**Activity**
Count the lines in the data below where the string "find" occurs, please, and give the number alone.

**Stored data entries**

*****

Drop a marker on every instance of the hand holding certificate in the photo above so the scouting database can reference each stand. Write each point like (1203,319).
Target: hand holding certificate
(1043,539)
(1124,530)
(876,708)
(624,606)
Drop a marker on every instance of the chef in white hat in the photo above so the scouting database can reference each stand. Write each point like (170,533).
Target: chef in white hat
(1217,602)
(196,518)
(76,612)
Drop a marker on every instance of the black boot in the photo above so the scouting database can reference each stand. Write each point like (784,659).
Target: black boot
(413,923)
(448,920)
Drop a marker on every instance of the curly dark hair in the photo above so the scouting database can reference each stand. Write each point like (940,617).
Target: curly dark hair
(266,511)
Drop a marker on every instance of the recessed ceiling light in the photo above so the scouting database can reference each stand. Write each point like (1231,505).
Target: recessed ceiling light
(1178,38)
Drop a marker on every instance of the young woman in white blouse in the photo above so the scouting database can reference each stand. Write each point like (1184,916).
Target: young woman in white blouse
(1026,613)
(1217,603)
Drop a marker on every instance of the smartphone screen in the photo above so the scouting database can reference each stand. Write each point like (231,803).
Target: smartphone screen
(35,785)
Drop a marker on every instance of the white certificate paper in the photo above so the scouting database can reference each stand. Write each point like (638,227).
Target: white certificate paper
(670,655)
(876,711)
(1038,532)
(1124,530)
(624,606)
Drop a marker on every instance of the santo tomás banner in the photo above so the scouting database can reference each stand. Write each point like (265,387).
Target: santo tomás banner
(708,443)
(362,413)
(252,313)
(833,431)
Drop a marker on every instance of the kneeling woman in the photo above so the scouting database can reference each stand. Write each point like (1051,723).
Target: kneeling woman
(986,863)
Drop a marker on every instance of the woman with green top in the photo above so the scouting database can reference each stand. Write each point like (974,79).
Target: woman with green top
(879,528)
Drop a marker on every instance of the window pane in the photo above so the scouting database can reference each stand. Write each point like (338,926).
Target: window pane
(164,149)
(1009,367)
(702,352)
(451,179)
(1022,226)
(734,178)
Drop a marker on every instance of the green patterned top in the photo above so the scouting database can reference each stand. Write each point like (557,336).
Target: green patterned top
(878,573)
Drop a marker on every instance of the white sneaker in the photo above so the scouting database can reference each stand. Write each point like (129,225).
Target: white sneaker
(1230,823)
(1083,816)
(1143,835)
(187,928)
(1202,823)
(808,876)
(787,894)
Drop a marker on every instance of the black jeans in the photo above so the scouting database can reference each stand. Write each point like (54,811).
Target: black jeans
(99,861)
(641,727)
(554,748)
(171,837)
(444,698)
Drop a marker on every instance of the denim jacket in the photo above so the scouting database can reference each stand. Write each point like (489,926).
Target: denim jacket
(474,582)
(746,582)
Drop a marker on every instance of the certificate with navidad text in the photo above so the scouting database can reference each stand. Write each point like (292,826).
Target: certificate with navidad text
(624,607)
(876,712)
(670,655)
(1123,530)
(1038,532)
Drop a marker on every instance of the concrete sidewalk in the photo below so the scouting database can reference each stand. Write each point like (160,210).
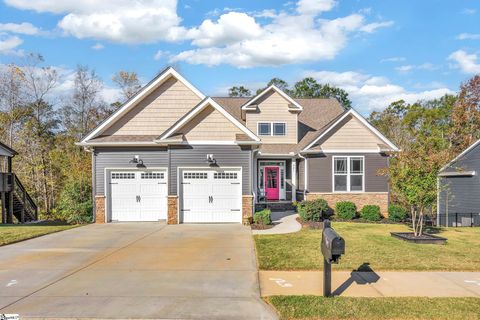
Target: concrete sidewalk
(372,284)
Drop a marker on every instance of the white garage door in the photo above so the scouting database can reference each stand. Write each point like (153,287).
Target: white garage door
(138,195)
(211,196)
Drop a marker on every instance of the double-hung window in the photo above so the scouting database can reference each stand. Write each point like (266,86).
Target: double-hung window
(348,174)
(264,129)
(272,129)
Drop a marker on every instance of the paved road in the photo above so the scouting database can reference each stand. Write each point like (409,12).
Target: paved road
(373,284)
(134,270)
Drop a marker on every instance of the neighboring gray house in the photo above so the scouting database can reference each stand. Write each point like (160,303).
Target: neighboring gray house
(458,199)
(171,153)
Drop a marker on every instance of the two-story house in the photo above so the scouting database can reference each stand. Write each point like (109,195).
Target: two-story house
(171,153)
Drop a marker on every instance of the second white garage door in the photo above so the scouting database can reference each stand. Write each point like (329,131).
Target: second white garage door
(211,196)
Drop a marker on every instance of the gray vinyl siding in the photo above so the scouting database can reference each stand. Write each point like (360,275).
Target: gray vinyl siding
(320,172)
(195,156)
(119,157)
(461,193)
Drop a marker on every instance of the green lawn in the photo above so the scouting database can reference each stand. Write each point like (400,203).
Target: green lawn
(15,233)
(371,243)
(314,307)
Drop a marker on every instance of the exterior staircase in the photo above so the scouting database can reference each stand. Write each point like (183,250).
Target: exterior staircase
(17,201)
(275,206)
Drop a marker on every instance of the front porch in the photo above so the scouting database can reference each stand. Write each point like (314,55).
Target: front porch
(275,183)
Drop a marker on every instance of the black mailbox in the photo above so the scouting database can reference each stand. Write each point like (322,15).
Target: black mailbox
(333,246)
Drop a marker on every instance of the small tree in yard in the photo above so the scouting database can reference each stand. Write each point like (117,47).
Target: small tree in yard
(416,181)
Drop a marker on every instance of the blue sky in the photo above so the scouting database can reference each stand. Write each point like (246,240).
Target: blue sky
(379,51)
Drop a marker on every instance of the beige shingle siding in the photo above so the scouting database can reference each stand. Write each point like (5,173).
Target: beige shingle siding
(352,134)
(158,111)
(210,124)
(274,108)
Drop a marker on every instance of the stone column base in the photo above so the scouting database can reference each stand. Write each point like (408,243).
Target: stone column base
(100,209)
(172,215)
(360,199)
(247,209)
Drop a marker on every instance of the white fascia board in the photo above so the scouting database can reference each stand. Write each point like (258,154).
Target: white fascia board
(169,72)
(464,152)
(206,102)
(116,144)
(280,92)
(363,121)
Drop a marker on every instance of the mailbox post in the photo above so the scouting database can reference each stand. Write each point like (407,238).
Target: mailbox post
(332,246)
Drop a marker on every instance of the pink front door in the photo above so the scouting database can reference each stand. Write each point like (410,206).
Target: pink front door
(272,188)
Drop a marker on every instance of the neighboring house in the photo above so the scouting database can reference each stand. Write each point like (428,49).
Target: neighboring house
(458,201)
(172,153)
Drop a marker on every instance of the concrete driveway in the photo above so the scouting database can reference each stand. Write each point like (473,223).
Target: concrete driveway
(134,270)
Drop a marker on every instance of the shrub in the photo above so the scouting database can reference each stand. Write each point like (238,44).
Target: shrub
(75,203)
(396,213)
(315,210)
(346,210)
(371,213)
(262,217)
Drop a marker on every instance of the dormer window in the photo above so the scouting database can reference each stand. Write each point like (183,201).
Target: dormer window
(271,129)
(264,129)
(279,129)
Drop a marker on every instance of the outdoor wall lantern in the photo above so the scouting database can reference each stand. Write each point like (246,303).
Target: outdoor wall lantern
(139,162)
(211,160)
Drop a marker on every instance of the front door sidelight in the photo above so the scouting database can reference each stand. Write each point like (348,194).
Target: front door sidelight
(272,185)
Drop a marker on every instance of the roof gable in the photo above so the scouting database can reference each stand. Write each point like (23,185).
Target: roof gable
(209,124)
(352,113)
(461,155)
(250,104)
(128,106)
(197,110)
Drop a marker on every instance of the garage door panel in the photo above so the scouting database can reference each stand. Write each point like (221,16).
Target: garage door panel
(138,195)
(211,196)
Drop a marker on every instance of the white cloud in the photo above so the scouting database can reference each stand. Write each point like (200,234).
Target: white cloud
(468,36)
(159,55)
(370,93)
(98,46)
(124,21)
(405,68)
(9,44)
(424,66)
(469,11)
(287,38)
(20,28)
(465,62)
(314,7)
(393,59)
(371,27)
(230,28)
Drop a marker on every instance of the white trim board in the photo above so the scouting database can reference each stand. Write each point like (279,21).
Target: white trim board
(363,121)
(280,92)
(196,110)
(127,106)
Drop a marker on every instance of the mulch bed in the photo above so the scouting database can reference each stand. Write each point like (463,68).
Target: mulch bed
(261,226)
(310,224)
(425,238)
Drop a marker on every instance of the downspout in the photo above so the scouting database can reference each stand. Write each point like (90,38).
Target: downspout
(254,174)
(305,179)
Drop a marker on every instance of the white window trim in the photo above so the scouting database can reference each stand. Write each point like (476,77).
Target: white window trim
(348,174)
(271,129)
(258,129)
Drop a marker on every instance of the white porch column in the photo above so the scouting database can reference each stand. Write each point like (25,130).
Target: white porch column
(294,179)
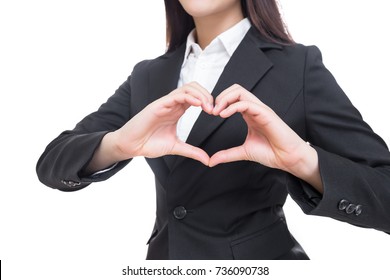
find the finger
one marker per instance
(229, 155)
(232, 95)
(189, 151)
(244, 107)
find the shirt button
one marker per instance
(358, 210)
(343, 204)
(180, 212)
(350, 209)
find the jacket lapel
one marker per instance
(246, 67)
(164, 73)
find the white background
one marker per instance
(59, 60)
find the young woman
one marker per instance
(231, 119)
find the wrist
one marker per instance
(307, 168)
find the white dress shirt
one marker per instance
(206, 66)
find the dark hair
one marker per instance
(264, 15)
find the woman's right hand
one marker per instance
(152, 132)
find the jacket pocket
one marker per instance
(265, 244)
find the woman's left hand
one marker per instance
(270, 141)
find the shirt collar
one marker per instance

*****

**Exercise solution**
12